WORK ORDER: Restate the data word for word. Leave the pictures out.
**********
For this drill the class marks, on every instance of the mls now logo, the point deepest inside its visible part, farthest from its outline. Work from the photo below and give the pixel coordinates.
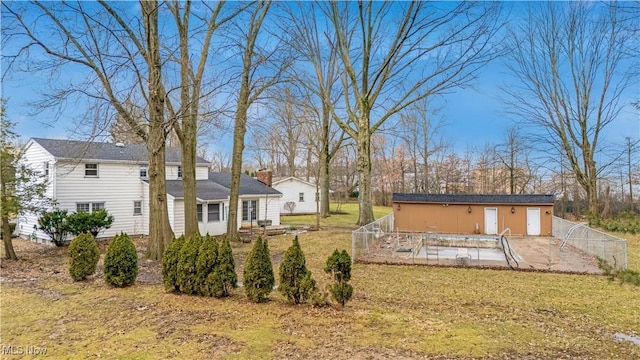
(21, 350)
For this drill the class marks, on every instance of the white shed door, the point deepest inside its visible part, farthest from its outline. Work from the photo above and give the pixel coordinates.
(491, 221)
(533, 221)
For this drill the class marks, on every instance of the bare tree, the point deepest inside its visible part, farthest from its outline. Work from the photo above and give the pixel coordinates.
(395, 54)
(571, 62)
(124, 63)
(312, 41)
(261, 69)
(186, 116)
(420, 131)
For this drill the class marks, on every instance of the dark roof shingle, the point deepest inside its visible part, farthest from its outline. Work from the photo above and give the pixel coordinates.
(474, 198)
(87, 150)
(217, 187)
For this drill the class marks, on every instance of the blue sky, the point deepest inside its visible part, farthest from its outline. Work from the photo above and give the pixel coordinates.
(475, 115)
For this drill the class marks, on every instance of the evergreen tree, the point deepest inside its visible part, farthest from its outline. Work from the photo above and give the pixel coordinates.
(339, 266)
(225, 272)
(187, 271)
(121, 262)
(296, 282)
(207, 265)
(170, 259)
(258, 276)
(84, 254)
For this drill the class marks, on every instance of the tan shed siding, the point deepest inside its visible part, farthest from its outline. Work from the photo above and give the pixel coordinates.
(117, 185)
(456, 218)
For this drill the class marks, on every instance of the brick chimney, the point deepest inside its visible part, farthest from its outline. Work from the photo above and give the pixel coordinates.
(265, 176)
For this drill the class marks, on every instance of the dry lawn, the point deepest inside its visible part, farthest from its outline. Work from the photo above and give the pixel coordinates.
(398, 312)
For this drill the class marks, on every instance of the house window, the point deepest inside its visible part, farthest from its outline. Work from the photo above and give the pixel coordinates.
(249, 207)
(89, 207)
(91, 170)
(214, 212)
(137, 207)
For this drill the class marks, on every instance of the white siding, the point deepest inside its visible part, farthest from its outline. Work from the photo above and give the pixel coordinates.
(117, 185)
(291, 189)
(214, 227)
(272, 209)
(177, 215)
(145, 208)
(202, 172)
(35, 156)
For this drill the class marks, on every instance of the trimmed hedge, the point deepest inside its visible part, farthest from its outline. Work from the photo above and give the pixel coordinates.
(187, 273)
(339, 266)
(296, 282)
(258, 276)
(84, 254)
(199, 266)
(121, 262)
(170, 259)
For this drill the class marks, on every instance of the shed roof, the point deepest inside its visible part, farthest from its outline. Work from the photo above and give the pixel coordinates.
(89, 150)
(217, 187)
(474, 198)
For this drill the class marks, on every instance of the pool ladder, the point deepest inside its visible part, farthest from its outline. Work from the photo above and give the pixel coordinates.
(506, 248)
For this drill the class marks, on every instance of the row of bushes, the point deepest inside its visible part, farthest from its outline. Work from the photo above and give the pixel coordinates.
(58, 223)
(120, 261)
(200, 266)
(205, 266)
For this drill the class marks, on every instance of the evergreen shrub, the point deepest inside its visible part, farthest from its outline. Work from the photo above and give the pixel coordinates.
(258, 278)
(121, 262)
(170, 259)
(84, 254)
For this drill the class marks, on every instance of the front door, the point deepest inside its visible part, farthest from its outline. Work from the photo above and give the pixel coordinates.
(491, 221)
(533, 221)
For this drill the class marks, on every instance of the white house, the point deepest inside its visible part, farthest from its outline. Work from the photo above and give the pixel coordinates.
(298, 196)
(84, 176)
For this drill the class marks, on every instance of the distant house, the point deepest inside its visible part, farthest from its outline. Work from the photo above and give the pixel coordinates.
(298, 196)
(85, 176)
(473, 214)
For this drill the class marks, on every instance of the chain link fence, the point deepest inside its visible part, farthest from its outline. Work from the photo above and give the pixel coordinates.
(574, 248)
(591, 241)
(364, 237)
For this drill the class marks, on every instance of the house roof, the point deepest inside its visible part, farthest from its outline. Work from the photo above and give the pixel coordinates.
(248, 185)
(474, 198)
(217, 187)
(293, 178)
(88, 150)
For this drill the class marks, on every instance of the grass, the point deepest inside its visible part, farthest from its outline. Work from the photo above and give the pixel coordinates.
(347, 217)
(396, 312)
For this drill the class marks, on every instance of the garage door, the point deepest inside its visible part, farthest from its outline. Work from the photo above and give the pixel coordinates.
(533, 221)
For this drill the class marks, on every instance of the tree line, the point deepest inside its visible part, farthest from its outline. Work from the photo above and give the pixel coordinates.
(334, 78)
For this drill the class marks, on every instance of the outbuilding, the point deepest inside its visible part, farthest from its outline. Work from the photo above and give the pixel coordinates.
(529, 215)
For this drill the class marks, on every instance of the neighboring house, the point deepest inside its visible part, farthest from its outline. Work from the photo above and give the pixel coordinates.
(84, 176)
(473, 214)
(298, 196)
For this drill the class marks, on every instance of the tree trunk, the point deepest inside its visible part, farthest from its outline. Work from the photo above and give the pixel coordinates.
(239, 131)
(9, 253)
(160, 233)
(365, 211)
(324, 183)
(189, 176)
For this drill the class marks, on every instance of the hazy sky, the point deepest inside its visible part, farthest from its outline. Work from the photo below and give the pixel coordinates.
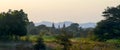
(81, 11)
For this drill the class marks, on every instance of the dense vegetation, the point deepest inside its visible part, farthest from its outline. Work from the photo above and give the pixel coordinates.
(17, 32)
**********
EXERCISE ANSWER:
For this drill the class marks, on every instance of the mls now logo, the point deepest inside its visible part, farthest from its outline. Work from the photo below and give the pixel coordinates.
(21, 350)
For this drill the class marks, on every instance of the white shed door, the point deepest inside its visible part, farthest from its outline. Work from the photo above and give the pixel coordinates.
(491, 221)
(533, 221)
For this drill the class marks, on every instance of the bare tree, the point deepest inside its visible part, farthest from its outline. Work from the photo above and give the pixel coordinates.
(395, 54)
(571, 62)
(124, 63)
(312, 41)
(261, 69)
(186, 116)
(420, 131)
For this drill the class marks, on every instance of the dark roof shingle, the point deepest inside its visible part, farthest from its outline. Work from the photo above and give the pixel coordinates.
(474, 198)
(87, 150)
(217, 187)
For this drill the class marks, on every instance of the blue sky, the point deepest inside its visible part, farthest from its outline. Work from the photo above and give the pixel coordinates.
(475, 115)
For this drill the class marks, on every instance of the evergreen tree, the point deepest inside its visible part, farthest from its outline. Work from the photo above and give the pixel coordinates.
(339, 266)
(225, 272)
(187, 271)
(121, 262)
(296, 282)
(207, 265)
(170, 259)
(258, 276)
(84, 254)
For this drill the class marks, on every instance of the tan shed siding, the point deepest inside its visible part, farthest from its outline. Work from the photo above and give the pixel coordinates.
(117, 185)
(456, 218)
For this drill the class marks, on every instance of the brick chimney, the point deepest inside its visible part, farthest from its outline. Work from the photo above and give the pixel coordinates.
(265, 176)
For this drill the class marks, on every instance of the dry lawn, the point deepest inside its visible part, farthest from its outline. Work from the photo above and give the pixel coordinates.
(398, 312)
For this drill the class marks, on every instance of the house window, the point deepest inside its visible part, farthest from its outline. Work from the photo above and give the pixel coordinates.
(249, 207)
(89, 207)
(91, 170)
(214, 212)
(137, 207)
For this drill the class marks, on every instance of the white siding, the point deepest inside its visible part, farthest from its outline. Work from the photo above and give the pixel coordinates.
(117, 185)
(291, 189)
(214, 227)
(272, 209)
(177, 215)
(145, 208)
(202, 172)
(35, 156)
For this drill the class marks, on every instance of the trimmed hedge, the point deepest inside its visible part, farthest from its outline. Work from the photo above and give the pixel coordinates.
(187, 273)
(339, 266)
(296, 282)
(258, 276)
(84, 254)
(199, 266)
(121, 262)
(170, 259)
For this drill the class marks, on every instance of the shed roof, the point deepest inside its visible part, farthest from its outline. Work from the photo above and give the pixel coordinates.
(89, 150)
(217, 187)
(474, 198)
For this drill the class marks, on every instance of the pool ladder, the point deepest inside its visible part, farthest from its outline. Work from the photo above and give the pixel coordinates.
(506, 248)
For this drill the class marks, on every instance of the row of bushes, the point deepest inside its visible part, farthest from its outline. Work from the photo above and give the pixel coordinates.
(58, 223)
(120, 261)
(200, 266)
(205, 266)
For this drill the class marks, on every instance of the evergreen shrub, the point deepest inside its visible part, farthest from its outline. Work from the photo above and give the pixel coordinates.
(258, 278)
(121, 262)
(170, 259)
(84, 254)
For this drill the class marks, on every instance of the front door, the point deepest inside its visible part, farthest from its outline. Work from the photo above and give the pixel coordinates.
(491, 221)
(533, 221)
For this drill the class marks, on every instance of the white house, the point deepest inside its visible part, farthest from its outline. Work from the photo above and give the pixel coordinates.
(298, 196)
(84, 176)
For this drill the class marks, on every instance of the distant house, the point deepest inside its visible part, farthest from its outline. Work from the photo above and give the pixel coordinates.
(298, 196)
(85, 176)
(473, 214)
For this drill the class marks, on every instance of the chain link fence, the point deepest inside its visible part, farthest from its outline. Work from the photo above and give the pixel coordinates.
(574, 248)
(591, 241)
(364, 237)
For this drill the class marks, on every instance of the house roof, the point deepest inside its visible part, farthest from its outline. Work from the photo above and give the pixel coordinates.
(248, 185)
(474, 198)
(217, 187)
(293, 178)
(88, 150)
For this drill the class marks, on every instance of the grass, the point deepest inside its visible part, farthest from its outline. Work from the photo above and give the pixel coordinates.
(347, 217)
(396, 312)
For this drill the class marks, on every instance of the garage door, the point deepest inside its visible part, farthest from its outline. Work from the photo above and give the pixel coordinates.
(533, 221)
For this drill the class marks, on every instance of the tree line, the point deepest inside its visible part, farthest from its outline. Work from the photo above and give the pixel coordinates.
(334, 78)
For this drill the class marks, on every instance of the outbuilding, the point deepest inside its visible part, farthest from its outline. Work from the photo above and give the pixel coordinates.
(529, 215)
For this drill the class marks, on every instance of the neighboring house, the point deepest inside its visible part, farthest from its outline. Work from the photo above and give the pixel coordinates.
(84, 176)
(473, 214)
(298, 196)
For this drill the class marks, on every instance of the tree trunk, the point deepest inside its visible part, farthest from its outline. Work from the photo above and give the pixel coordinates.
(239, 131)
(9, 253)
(160, 233)
(365, 211)
(324, 183)
(189, 176)
For this drill the class marks, on every instance of the hazy sky, the point deepest inside its visible part, farthest from its outline. Work from the photo below and give the pixel coordinates.
(81, 11)
For this drill the class marks, on every instance of the dense vegetation, the point deepest inside its visible part, farthest from its outline. Work from the photo above and give the pixel coordinates.
(17, 32)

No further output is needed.